## DATA FOR THIS TASK
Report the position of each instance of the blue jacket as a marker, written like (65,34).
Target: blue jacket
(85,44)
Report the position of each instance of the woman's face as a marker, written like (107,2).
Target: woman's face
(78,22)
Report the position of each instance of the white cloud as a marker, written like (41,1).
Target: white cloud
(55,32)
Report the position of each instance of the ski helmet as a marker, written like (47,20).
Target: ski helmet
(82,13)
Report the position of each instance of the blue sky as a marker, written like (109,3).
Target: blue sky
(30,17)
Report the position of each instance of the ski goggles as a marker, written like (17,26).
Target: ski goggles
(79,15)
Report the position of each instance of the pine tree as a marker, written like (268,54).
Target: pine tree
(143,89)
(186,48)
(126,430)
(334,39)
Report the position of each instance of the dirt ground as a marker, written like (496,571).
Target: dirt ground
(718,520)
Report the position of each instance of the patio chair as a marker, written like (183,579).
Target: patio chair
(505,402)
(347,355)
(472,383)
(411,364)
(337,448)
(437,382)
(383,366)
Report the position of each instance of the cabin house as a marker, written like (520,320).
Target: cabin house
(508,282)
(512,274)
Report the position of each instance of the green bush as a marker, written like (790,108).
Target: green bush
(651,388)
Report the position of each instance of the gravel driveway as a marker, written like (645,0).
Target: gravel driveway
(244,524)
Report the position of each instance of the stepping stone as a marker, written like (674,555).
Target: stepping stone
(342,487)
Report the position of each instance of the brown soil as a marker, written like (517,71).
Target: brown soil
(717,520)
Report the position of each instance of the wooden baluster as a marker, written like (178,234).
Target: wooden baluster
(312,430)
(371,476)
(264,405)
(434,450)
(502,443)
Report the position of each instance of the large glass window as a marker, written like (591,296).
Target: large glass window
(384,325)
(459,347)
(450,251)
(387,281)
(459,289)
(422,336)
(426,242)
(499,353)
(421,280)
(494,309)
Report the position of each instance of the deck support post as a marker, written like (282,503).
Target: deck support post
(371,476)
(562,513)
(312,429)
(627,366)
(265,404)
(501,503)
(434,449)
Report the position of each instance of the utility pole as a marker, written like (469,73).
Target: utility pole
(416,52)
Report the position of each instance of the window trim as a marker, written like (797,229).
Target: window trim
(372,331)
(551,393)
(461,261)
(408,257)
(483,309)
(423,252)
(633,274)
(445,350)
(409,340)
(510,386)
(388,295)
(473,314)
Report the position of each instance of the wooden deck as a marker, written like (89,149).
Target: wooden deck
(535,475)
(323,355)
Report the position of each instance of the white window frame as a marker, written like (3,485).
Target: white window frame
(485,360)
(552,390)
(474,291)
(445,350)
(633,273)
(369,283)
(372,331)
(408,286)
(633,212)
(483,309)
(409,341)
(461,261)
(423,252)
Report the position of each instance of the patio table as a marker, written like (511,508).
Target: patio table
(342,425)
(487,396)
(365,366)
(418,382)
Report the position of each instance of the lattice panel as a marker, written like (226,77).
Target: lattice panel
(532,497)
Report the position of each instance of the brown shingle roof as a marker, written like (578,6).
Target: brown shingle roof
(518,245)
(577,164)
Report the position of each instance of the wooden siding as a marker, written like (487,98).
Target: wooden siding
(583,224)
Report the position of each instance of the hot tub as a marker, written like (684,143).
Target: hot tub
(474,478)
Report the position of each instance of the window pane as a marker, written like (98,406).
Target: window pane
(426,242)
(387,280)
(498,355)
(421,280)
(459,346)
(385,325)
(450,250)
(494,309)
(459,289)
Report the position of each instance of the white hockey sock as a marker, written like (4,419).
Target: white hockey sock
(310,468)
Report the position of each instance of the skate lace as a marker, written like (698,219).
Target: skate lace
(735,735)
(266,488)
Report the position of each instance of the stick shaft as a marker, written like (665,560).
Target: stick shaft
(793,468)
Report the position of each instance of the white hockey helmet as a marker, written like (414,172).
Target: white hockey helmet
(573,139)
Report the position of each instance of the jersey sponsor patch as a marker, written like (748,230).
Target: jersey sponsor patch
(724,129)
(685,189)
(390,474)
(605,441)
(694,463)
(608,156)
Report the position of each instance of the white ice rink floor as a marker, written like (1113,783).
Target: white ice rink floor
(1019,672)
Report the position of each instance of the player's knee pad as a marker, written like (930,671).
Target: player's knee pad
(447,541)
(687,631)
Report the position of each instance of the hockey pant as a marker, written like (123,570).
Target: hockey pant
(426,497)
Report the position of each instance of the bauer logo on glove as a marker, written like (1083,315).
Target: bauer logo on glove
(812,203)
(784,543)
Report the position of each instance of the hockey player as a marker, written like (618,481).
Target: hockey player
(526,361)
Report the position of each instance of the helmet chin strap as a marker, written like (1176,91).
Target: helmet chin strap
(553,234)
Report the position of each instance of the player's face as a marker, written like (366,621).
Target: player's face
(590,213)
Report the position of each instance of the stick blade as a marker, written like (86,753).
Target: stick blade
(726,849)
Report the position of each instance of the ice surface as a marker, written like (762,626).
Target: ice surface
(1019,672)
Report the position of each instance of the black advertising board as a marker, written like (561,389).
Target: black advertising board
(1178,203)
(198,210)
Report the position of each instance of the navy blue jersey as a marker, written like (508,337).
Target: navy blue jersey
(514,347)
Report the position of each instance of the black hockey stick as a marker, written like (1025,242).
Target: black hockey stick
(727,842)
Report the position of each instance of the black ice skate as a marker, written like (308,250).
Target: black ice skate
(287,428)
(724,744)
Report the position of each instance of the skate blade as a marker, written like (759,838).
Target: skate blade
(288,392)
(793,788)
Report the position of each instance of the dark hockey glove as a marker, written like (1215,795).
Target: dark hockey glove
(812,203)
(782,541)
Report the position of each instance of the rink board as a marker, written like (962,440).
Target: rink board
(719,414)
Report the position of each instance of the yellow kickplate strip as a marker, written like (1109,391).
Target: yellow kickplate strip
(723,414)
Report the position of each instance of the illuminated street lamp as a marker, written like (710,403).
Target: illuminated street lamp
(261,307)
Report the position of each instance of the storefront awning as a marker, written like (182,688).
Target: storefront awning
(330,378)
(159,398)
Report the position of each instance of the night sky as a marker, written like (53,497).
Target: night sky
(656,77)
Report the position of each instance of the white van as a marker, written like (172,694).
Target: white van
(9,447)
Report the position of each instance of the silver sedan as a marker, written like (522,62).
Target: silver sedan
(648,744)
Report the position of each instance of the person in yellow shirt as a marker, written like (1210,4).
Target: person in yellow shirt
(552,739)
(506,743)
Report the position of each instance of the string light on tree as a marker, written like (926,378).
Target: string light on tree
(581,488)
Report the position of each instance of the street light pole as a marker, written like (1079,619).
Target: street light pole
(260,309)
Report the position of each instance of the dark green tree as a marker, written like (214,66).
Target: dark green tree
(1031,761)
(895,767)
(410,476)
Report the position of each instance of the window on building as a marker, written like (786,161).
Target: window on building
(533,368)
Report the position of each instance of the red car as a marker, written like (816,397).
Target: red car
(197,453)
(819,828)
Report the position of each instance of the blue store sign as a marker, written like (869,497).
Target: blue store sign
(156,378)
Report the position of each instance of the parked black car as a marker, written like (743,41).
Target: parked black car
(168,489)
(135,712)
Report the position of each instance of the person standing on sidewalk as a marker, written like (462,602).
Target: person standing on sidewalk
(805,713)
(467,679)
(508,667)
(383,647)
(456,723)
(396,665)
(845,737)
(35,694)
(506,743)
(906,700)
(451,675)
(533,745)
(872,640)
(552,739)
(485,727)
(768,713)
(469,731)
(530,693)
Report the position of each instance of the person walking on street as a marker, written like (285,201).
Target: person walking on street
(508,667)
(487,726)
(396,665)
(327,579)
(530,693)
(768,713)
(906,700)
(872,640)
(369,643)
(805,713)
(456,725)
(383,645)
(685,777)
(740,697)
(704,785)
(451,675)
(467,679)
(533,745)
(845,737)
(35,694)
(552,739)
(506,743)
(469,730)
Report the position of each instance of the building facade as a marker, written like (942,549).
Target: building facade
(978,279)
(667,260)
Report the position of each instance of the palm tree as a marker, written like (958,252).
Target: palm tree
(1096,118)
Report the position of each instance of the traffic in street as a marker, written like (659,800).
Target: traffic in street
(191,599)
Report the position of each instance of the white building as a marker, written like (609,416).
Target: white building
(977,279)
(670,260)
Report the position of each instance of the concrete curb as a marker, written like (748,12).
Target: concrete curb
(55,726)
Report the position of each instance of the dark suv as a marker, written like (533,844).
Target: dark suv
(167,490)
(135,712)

## WORK TO BE COMPLETED
Reproduce, word for word, every line starting at the line that contains "Report the position of each instance of the street" and ending with the final line of the entries.

## RIGHT ANSWER
Report the position of each instance of the street light pole as a marker, written like (1079,619).
Target: street light pole
(260,309)
Report the position of each instance of the dark green tree as a marker, written like (214,66).
Target: dark green tree
(1031,761)
(895,767)
(410,476)
Report the position of each instance of the window on building as a marker, written like (786,161).
Target: window on building
(533,368)
Report the position of each instance of the red car as a marker, written like (816,397).
Target: red car
(197,453)
(819,828)
Report the position of each instance of the blue store sign as a marker, written like (869,497).
Target: blue store sign
(156,378)
Report the position of each instance of the parked black car as a marker, written like (743,41).
Target: parked black car
(168,489)
(135,712)
Report the position of each instance of the person standing on sidewalk as a marker, written like (462,602).
Target: person standing on sidewalk
(805,713)
(467,679)
(508,667)
(383,647)
(456,723)
(396,665)
(845,737)
(35,694)
(506,743)
(906,700)
(451,675)
(533,745)
(872,640)
(552,739)
(485,727)
(768,713)
(469,731)
(530,693)
Report the position of each instance of the person walking on street as a marker, written like (285,201).
Target: person walking on street
(508,667)
(487,726)
(396,665)
(327,579)
(530,693)
(768,713)
(906,700)
(872,640)
(369,643)
(805,713)
(456,725)
(383,645)
(685,777)
(740,697)
(704,785)
(451,675)
(467,679)
(533,745)
(845,737)
(35,694)
(552,739)
(506,743)
(469,730)
Report the position of each instance of the building facade as a marker, written like (942,549).
Target: building facade
(978,279)
(667,260)
Report the position of each instance of the palm tree as a marker, written like (958,252).
Target: palm tree
(1096,118)
Report the position of each instance of the traffic in street as a marker, written like (659,800).
Target: traffic in street
(191,599)
Report the position of each instance of the white building as a marker, written like (609,416).
Target: white building
(977,279)
(670,260)
Report the position of each instance of the concrete curb as a marker, written like (748,12).
Target: concrete curb
(55,726)
Report the position of each instance of the dark suv as a marker, written like (533,844).
Target: dark suv
(167,490)
(135,712)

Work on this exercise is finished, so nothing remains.